• [Enunciado]
Escreva o trecho do texto sobre perda de audição que vai de "Como é possível" até "sabedoria no ouvir.", incluindo os dois.

• [Trecho do texto]
****************

O que está destruindo nossa audição? Muitas das condições crônicas de saúde que desenvolvemos à medida que envelhecemos, como hipertensão e diabetes, podem diminuir o fluxo de sangue para os ouvidos. E tratar essas condições pode ser prejudicial também. Mais de 200 remédios, com e sem prescrição médica – diuréticos, antibióticos, e até AAS (ácido acetilsalisílico) – podem danificar sua audição.
E não são só os idosos que precisam se cuidar. Hoje mais adolescentes têm perda de audição do que há dez anos, graças à música alta.
“O melhor que podemos fazer para proteger nossos ouvidos é evitar a exposição a barulho alto”, explica a Dra. Laurie DeWine, audiologista de Cincinnati. “Ouvir música alta ou usar um cortador de grama pode danificar seus ouvidos com o passar do tempo.”
Como é possível saber quando os sons são altos a ponto de serem prejudiciais? Aplicativos como o SoundCheck ou Decibel Meter (em inglês) podem transformar o seu smartphone em um medidor de sons. “Você pode se surpreender com o quanto você está exposto”, diz DeWine. “Fiquei chocada quando a música tocada na igreja estava na zona ‘inspira cuidados’.”
Usar protetores de ouvido para abafar ruídos protegerá seus ouvidos durante tarefas barulhentas, como utilizar o aspirador de pó. Manter o volume baixo quando assistir à TV ou escutar música também ajuda.
Infelizmente, é possível que a audição atrofie ainda mais no futuro, à medida que a civilização se torna mais ocupada. Quando há muita coisa acontecendo, aprendemos a ignorar a maioria dos sons a nossa volta; o que significa que também perdemos muito do que poderia nos dar prazer e informação. Isso é bem ruim – pois há uma sabedoria no ouvir.

****************

Dados coletados:
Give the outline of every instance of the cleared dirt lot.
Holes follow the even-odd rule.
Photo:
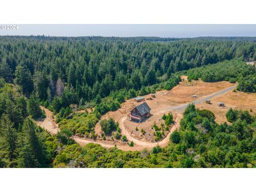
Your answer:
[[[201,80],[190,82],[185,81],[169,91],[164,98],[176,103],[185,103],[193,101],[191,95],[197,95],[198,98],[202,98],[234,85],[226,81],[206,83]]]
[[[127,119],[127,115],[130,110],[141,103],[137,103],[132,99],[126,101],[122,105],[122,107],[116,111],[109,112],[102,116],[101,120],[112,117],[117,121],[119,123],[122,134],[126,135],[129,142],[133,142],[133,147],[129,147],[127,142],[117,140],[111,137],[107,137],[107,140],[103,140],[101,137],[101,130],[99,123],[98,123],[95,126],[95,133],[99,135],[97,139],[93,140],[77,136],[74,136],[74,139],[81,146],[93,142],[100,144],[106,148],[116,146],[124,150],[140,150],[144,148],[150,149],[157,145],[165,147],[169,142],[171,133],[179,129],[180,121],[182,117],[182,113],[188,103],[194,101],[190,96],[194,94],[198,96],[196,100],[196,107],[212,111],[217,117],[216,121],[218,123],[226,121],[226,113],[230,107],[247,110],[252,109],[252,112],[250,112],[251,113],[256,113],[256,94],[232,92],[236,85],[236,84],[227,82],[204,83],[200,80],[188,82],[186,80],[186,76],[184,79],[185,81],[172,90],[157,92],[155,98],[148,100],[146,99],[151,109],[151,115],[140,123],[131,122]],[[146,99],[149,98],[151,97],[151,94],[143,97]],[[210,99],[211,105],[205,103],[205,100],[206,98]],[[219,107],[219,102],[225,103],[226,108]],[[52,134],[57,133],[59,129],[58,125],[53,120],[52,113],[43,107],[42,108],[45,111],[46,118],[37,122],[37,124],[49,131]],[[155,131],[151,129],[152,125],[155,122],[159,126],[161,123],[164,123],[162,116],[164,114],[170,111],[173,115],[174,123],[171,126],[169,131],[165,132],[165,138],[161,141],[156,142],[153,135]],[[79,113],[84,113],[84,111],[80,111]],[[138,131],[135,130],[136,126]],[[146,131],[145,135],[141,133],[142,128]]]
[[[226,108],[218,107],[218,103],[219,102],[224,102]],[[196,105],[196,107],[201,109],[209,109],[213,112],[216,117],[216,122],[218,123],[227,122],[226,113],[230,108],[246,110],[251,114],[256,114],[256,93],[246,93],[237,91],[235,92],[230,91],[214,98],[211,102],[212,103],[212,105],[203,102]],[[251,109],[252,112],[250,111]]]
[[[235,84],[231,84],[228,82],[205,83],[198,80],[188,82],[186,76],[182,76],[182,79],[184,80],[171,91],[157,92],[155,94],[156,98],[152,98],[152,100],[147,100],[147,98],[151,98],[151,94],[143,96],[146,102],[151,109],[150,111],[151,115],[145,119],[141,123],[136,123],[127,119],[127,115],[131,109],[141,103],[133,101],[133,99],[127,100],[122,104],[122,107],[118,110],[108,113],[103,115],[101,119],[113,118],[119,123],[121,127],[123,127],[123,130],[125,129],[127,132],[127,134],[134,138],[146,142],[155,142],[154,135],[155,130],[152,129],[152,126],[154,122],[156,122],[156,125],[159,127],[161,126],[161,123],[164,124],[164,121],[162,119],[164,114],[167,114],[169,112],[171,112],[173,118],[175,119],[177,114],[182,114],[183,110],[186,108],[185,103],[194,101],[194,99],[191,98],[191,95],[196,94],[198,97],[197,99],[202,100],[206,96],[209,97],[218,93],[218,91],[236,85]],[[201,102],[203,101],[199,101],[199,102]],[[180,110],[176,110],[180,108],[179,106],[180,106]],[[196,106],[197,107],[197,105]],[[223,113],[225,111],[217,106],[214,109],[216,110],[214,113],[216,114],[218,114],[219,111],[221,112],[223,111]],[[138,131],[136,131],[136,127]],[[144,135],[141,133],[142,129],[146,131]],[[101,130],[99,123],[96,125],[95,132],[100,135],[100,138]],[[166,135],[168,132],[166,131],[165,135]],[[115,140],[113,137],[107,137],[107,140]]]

****************

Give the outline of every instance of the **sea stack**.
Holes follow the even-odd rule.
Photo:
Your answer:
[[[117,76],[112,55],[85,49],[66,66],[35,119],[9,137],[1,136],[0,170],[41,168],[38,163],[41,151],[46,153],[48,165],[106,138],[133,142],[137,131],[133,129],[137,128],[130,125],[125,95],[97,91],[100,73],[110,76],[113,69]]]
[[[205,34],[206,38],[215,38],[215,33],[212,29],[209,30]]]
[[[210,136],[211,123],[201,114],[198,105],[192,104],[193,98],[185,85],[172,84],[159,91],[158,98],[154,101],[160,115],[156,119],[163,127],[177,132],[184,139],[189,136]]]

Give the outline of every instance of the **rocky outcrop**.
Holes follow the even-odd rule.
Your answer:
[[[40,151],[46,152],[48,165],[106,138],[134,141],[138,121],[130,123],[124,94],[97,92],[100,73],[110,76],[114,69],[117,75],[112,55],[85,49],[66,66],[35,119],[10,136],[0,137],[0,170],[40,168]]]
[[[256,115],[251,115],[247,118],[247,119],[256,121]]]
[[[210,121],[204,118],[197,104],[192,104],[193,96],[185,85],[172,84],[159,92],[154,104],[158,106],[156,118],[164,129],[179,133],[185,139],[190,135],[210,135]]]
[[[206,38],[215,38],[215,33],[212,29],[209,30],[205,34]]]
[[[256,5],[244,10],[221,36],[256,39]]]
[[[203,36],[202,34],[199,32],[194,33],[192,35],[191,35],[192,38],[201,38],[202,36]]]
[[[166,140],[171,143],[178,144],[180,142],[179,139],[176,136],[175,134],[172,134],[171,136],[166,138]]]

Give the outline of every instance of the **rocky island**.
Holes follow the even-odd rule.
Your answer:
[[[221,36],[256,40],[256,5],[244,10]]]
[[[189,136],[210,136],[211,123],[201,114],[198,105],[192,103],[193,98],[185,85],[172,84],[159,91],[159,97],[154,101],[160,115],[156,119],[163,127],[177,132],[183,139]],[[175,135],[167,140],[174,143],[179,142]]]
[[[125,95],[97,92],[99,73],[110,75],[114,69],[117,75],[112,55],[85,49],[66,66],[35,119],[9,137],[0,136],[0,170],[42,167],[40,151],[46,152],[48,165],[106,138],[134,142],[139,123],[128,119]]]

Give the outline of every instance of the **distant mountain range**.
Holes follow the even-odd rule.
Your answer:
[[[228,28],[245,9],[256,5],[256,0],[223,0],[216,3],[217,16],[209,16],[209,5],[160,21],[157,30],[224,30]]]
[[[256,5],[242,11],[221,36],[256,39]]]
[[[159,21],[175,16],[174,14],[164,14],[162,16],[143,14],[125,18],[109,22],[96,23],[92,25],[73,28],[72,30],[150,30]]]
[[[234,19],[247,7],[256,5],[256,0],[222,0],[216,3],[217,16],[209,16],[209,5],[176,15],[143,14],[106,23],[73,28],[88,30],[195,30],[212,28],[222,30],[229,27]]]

****************

• [Solução]
Como é possível saber quando os sons são altos a ponto de serem prejudiciais? Aplicativos como o SoundCheck ou Decibel Meter (em inglês) podem transformar o seu smartphone em um medidor de sons. “Você pode se surpreender com o quanto você está exposto”, diz DeWine. “Fiquei chocada quando a música tocada na igreja estava na zona ‘inspira cuidados’.”
Usar protetores de ouvido para abafar ruídos protegerá seus ouvidos durante tarefas barulhentas, como utilizar o aspirador de pó. Manter o volume baixo quando assistir à TV ou escutar música também ajuda.
Infelizmente, é possível que a audição atrofie ainda mais no futuro, à medida que a civilização se torna mais ocupada. Quando há muita coisa acontecendo, aprendemos a ignorar a maioria dos sons a nossa volta; o que significa que também perdemos muito do que poderia nos dar prazer e informação. Isso é bem ruim – pois há uma sabedoria no ouvir.